Text extract.

::::::::::

The primary commands that control the finite state machine are sent from the smartphone app—the central user interface (UI). Figure 9E depicts the workflow of the Smartphone UI. To enable the usage of the prosthesis, it first needs to be calibrated. Initial thresholds for the gripper and wrist are set in order to place the prosthesis in its initial configuration (gripper closed & wrist straight) via the calibration view of the Smartphone UI (Fig. 9A). Additionally, the FSR headband threshold is set either automatically or manually based on the received reference signal of the user at rest and the average value of the maximum read force when the pilot tenses her jaw muscle. Subsequently the user selects the control mode in Control View (Fig. 9B).

The UI contains general control modes and task-specific functions to use the prosthesis based on user preference. General control mode provide functionality that can be activated or deactivated. To choose the FSR headband mode, which is the primary UI for grasping control, the button “Temple OFF” needs to be pressed. In this mode, the grasping and opening of the gripper is toggled by exceeding the calibrated threshold for the force measured by the FSR sensor \({\mathbf {F}}_T\), “Soft Grasp” also activates the FSR sensors \({\mathbf {F}}_{FSR}\) in the gripper to ensure that a certain contact force is not exceeded. The wrist may be passively controlled by the pilot through an automatic control scheme or adjusted to be rigid. Based on the measurements of \({\mathbf {q}}_{IMU}\), the control scheme can decode the user’s intentions for automatic wrist adjustment. In “Horizontal Leveling” mode, the wrist will automatically adjust to keep the wrist horizontally leveled at all times to support object manipulation. In “Max Leveling” mode, the wrist is in maximum extension and rotates to maximum flexion if the prosthesis roll angle defined through \({\mathbf {q}}_{IMU}\) exceeds \(\pm 90^{\circ }\). This supports the pilot especially in the cup stacking task of the Cybathlon to help flip the cups.

::::::::::

Task instructions.
A: Copy from the prosthesis interface text, starting at the words "The primary commands" and ending after the words "View (Fig. 9B).".
B: Rewrite all of the entries with "blurred spectator" changed to "seated spectator" wherever it occurs. Leave everything else unchanged.
The entries that follow are unrelated to the text on the prosthesis smartphone interface.

::::::::::

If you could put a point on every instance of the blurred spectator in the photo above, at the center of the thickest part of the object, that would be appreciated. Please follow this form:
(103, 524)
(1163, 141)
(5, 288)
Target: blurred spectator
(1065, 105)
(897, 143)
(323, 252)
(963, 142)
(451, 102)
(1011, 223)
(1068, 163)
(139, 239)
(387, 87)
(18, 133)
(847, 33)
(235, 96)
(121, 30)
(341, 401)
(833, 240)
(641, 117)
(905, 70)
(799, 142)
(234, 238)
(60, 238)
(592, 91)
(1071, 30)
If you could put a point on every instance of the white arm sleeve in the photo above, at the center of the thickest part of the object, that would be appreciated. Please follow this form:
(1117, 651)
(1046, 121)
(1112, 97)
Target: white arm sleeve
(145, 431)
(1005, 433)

::::::::::

Answer list.
A:
The primary commands that control the finite state machine are sent from the smartphone app—the central user interface (UI). Figure 9E depicts the workflow of the Smartphone UI. To enable the usage of the prosthesis, it first needs to be calibrated. Initial thresholds for the gripper and wrist are set in order to place the prosthesis in its initial configuration (gripper closed & wrist straight) via the calibration view of the Smartphone UI (Fig. 9A). Additionally, the FSR headband threshold is set either automatically or manually based on the received reference signal of the user at rest and the average value of the maximum read force when the pilot tenses her jaw muscle. Subsequently the user selects the control mode in Control View (Fig. 9B).

B:
If you could put a point on every instance of the seated spectator in the photo above, at the center of the thickest part of the object, that would be appreciated. Please follow this form:
(103, 524)
(1163, 141)
(5, 288)
Target: seated spectator
(1065, 105)
(897, 143)
(323, 252)
(963, 142)
(451, 102)
(1011, 223)
(1068, 163)
(139, 239)
(387, 87)
(18, 133)
(847, 33)
(235, 96)
(121, 30)
(341, 401)
(833, 240)
(641, 117)
(905, 70)
(799, 142)
(234, 238)
(60, 238)
(592, 91)
(1071, 30)
If you could put a point on every instance of the white arm sleeve in the photo above, at the center of the thickest part of the object, that would be appreciated. Please follow this form:
(1117, 651)
(1046, 121)
(1112, 97)
Target: white arm sleeve
(145, 431)
(1005, 433)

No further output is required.